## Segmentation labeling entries
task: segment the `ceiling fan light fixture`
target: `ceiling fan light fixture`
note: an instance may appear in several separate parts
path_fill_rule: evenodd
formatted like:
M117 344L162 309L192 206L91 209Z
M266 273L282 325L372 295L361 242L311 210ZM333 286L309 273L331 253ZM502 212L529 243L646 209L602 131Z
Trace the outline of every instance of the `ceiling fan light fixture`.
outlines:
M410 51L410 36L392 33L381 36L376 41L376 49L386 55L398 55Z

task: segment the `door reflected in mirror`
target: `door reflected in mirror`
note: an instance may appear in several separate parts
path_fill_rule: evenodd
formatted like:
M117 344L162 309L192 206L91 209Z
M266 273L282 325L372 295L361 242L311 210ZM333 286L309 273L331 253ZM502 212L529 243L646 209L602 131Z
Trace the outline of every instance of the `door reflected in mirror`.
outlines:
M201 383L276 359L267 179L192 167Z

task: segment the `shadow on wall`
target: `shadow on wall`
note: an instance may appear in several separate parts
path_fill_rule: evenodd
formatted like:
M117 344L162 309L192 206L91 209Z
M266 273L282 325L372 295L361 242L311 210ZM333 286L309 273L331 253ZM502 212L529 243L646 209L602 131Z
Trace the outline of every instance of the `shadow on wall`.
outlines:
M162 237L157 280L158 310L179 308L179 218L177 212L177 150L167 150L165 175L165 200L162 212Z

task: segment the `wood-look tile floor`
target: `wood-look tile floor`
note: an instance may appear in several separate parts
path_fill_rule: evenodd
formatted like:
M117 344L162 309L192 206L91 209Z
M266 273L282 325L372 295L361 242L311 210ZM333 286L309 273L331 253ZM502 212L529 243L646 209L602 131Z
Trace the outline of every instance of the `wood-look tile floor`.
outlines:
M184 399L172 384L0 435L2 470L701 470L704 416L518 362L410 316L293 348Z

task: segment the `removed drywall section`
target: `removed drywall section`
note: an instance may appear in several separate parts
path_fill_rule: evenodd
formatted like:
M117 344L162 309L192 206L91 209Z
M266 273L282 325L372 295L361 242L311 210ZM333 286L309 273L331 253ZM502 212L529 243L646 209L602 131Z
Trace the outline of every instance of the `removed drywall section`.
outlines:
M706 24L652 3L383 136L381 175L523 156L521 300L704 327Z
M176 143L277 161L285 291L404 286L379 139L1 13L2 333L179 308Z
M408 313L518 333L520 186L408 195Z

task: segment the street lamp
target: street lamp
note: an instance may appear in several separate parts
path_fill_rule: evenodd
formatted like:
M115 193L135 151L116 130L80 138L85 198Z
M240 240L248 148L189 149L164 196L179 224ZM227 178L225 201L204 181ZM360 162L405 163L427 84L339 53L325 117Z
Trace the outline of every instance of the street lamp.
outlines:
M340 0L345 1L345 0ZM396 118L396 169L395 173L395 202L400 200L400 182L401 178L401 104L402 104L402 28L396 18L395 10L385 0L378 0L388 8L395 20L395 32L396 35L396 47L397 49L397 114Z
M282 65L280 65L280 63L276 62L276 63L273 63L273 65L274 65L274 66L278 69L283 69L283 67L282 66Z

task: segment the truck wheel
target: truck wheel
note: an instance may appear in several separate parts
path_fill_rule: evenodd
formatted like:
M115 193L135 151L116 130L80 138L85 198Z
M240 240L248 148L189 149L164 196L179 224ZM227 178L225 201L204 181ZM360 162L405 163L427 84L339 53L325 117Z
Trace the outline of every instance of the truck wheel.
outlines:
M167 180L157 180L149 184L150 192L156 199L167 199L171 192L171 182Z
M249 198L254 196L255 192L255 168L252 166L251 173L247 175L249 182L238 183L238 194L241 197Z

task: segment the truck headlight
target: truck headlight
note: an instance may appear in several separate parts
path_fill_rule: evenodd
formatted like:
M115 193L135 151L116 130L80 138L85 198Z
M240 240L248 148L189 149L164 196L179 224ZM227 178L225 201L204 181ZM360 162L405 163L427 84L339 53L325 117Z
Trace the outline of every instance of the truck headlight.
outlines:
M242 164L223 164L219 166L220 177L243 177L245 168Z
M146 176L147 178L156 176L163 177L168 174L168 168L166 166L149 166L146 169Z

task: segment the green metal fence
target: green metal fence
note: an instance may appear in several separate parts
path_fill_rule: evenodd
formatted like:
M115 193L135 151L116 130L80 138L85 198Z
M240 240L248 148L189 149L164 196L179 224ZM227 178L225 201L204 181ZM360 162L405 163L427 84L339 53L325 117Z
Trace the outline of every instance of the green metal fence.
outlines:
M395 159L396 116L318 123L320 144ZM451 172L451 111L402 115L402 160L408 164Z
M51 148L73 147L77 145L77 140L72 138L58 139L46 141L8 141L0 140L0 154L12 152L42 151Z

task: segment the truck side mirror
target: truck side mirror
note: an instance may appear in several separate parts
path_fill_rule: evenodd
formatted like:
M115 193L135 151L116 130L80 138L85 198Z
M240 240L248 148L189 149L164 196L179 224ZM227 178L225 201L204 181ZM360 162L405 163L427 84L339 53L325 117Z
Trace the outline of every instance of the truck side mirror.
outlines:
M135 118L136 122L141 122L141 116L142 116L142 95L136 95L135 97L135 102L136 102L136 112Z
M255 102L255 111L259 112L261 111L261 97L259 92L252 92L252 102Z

## Written instruction
Reproduce all the data word for word.

## Answer to the task
task: segment the `ceiling fan light fixture`
target: `ceiling fan light fixture`
note: an instance may appear in several separate parts
path_fill_rule: evenodd
formatted like:
M117 344L162 309L192 206L91 209Z
M266 273L282 325L372 295L361 242L311 210ZM333 286L309 273L331 253ZM502 212L529 243L646 209L602 131Z
Trace the outline of every instance of the `ceiling fan light fixture`.
outlines:
M410 51L410 36L392 33L381 36L376 41L376 49L386 55L398 55Z

task: segment the `door reflected in mirror`
target: `door reflected in mirror`
note: an instance may appear in several separate parts
path_fill_rule: evenodd
formatted like:
M117 344L162 309L192 206L91 209Z
M266 273L282 325L372 295L361 242L311 210ZM333 286L309 273L331 253ZM502 212L529 243L646 209L602 131Z
Trace the outline of every instance of the `door reflected in mirror`.
outlines:
M201 383L276 359L267 179L192 167Z

task: segment the `shadow on wall`
target: `shadow on wall`
note: an instance may appear in several separate parts
path_fill_rule: evenodd
formatted like:
M117 344L162 309L192 206L91 209Z
M266 273L282 325L372 295L361 242L311 210ZM333 286L309 273L331 253ZM502 212L529 243L646 209L602 131Z
Trace the outline of every instance of the `shadow on wall`.
outlines:
M162 237L157 280L158 310L179 308L179 218L177 212L177 150L167 150L165 175L165 200L162 212Z

task: segment the `wood-look tile floor`
target: `wood-look tile floor`
note: an instance may appear in several separate parts
path_fill_rule: evenodd
formatted like:
M117 344L162 309L192 206L91 209Z
M266 273L282 325L372 295L361 242L311 210ZM333 286L309 273L331 253ZM502 212L529 243L646 209L602 131Z
Trace the outline of every instance of the `wood-look tile floor`.
outlines:
M184 399L172 384L0 435L2 470L701 470L704 416L518 362L410 316L293 348Z

task: segment the `removed drywall section`
target: `removed drywall section`
note: an instance may appear in several separate parts
path_fill_rule: evenodd
formatted like:
M117 344L162 309L192 206L91 209Z
M266 273L282 325L372 295L361 242L311 210ZM333 286L309 273L331 253ZM502 212L529 243L646 209L602 131Z
Trace the outline of every instance of the `removed drywall section`.
outlines:
M706 24L652 3L383 136L381 175L523 156L521 300L704 327Z
M176 143L277 161L285 291L404 286L379 139L1 13L2 333L179 308Z
M408 313L518 333L520 186L408 195Z

task: segment the street lamp
target: street lamp
note: an instance may appear in several separate parts
path_fill_rule: evenodd
formatted like:
M115 193L135 151L116 130L80 138L85 198Z
M240 240L248 148L189 149L164 196L179 224ZM227 178L225 201L204 181ZM360 162L405 163L427 84L339 53L325 117Z
Trace the outline of every instance of the street lamp.
outlines:
M340 0L345 1L345 0ZM396 118L396 169L395 173L395 202L400 200L400 182L401 178L401 104L402 104L402 28L396 18L395 10L385 0L378 0L388 8L395 20L395 32L396 35L396 47L397 49L397 114Z
M282 65L280 65L280 63L276 62L276 63L273 63L273 65L274 65L274 66L278 69L283 69L283 67L282 66Z

task: segment the truck wheel
target: truck wheel
note: an instance may appear in several separate parts
path_fill_rule: evenodd
formatted like:
M115 193L135 151L116 130L80 138L85 198Z
M240 240L248 148L189 149L164 196L179 224ZM227 178L225 201L204 181ZM360 162L405 163L427 84L339 53L325 117Z
Trace the outline of every instance of the truck wheel.
outlines:
M167 180L157 180L149 184L150 192L156 199L167 199L171 192L171 182Z
M249 198L254 196L255 192L255 168L252 166L251 173L247 175L249 182L238 183L238 194L241 197Z

task: segment the truck headlight
target: truck headlight
note: an instance may appear in several separate parts
path_fill_rule: evenodd
formatted like:
M115 193L135 151L116 130L80 138L85 198Z
M240 240L248 148L189 149L164 196L179 224ZM227 178L225 201L204 181ZM360 162L405 163L427 84L339 53L325 117Z
Trace the outline of every instance of the truck headlight.
outlines:
M242 164L223 164L219 166L220 177L243 177L245 168Z
M146 176L147 178L156 176L163 177L168 174L168 168L166 166L149 166L146 169Z

task: segment the green metal fence
target: green metal fence
note: an instance may appear in several separate parts
path_fill_rule: evenodd
formatted like:
M115 193L135 151L116 130L80 138L85 198Z
M240 240L248 148L189 149L164 196L179 224ZM227 178L225 201L204 181ZM360 162L405 163L427 84L339 53L325 117Z
Trace the outline of every instance of the green metal fence.
outlines:
M395 159L396 116L318 123L320 144ZM451 172L451 111L402 115L402 160L408 164Z
M51 148L73 147L77 145L77 140L72 138L58 139L46 141L8 141L0 140L0 154L12 152L42 151Z

task: segment the truck side mirror
target: truck side mirror
note: an instance may appear in several separate parts
path_fill_rule: evenodd
formatted like:
M115 193L135 151L116 130L80 138L85 198Z
M240 240L248 148L189 149L164 196L179 224ZM227 178L225 201L204 181ZM360 162L405 163L427 84L339 53L325 117Z
Trace the outline of every instance of the truck side mirror.
outlines:
M135 118L136 122L141 122L141 116L142 116L142 95L136 95L135 97L135 102L136 102L136 112Z
M255 102L255 111L259 112L261 111L261 97L259 92L252 92L252 102Z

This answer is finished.